Princesse Ecossaise said...

Ghosty hooray! Yes, this is the first non health, non update related post I've written in a long time, I'm getting back into the swing of things! And you're 2 years away from 50?! I had no idea! You don't look it! Anyway, act your shoe size not your age, that's what I always say. Although I think in America your shoe sizes are double figures whereas ours are size 4,5,6,7,8...etc which is a nicer age to act, I think. I'm rambling on now.

Doow I totally agree, getting a little older is daunting but lovely because there honesty is something in it that makes you more comfortable about who you are. 26 - you're still a young 'un!

Daddy P I am so very sorry. Maybe you could try putting some food colouring in your mayo? Teeheehee...

Eliza, my darling, you are crazy! Although I think you must have been a very lucky teenager! Mind you, my bum and my boobs certainly have dropped a little since I was 16 so I can see your point! *Sigh* Sod's law eh?!

Getty72 said...

I simply love the way you describe the things you see. I know exactly what you mean about the teenagers - but I think you have captured the moment so well in your words. And the photo of Harry Enfield completey sums up the moment.

WRITTEN PROBLEM → Rewrite the blog comments from "Doow I totally" to "your mayo? Teeheehee...", substituting "ketchup" for "mayo". The listing that comes next isn't needed for anything.

DATA EXTRACT →
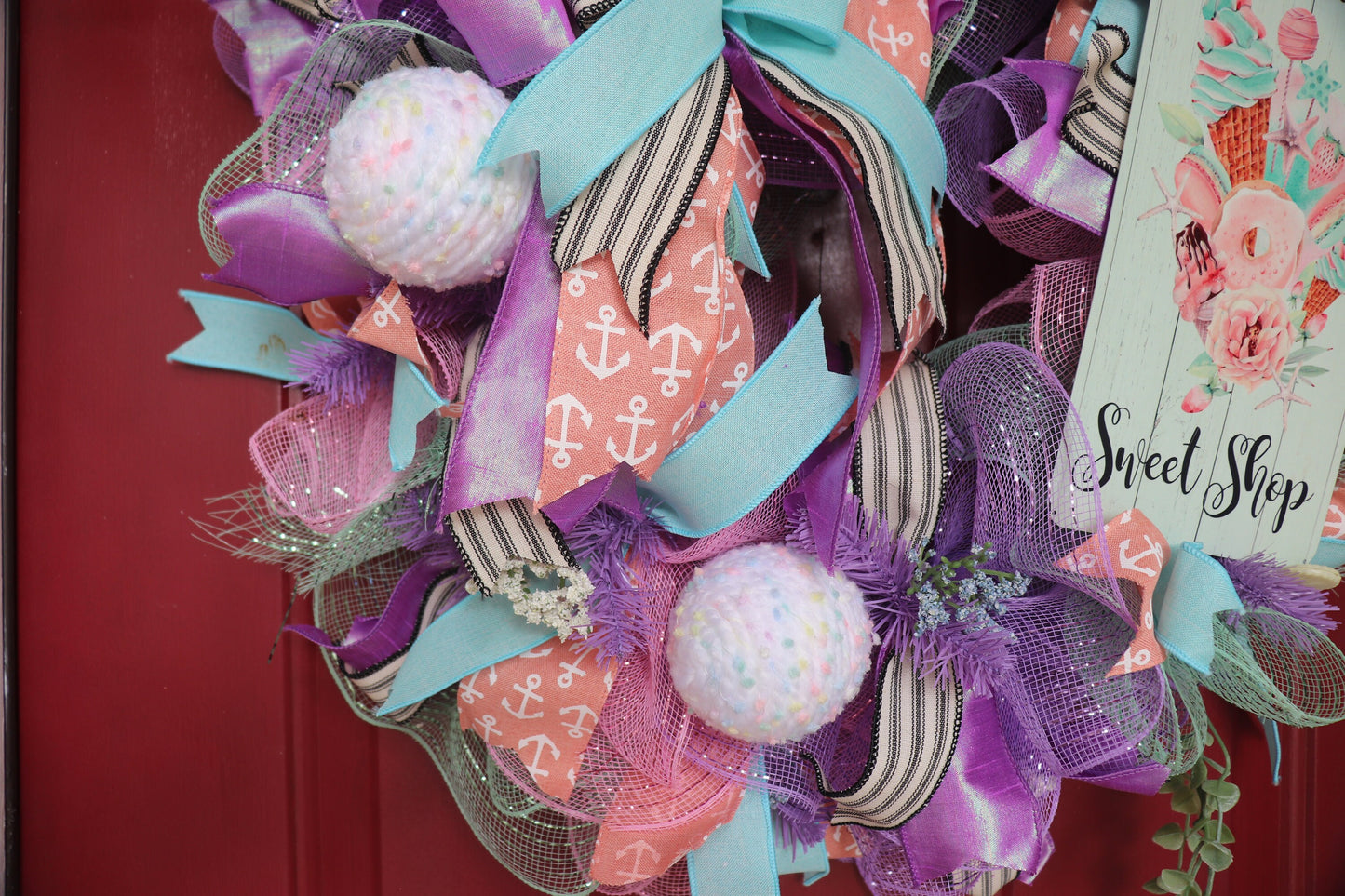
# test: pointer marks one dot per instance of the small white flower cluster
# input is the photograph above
(564, 607)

WRITTEN ANSWER →
Doow I totally agree, getting a little older is daunting but lovely because there honesty is something in it that makes you more comfortable about who you are. 26 - you're still a young 'un!

Daddy P I am so very sorry. Maybe you could try putting some food colouring in your ketchup? Teeheehee...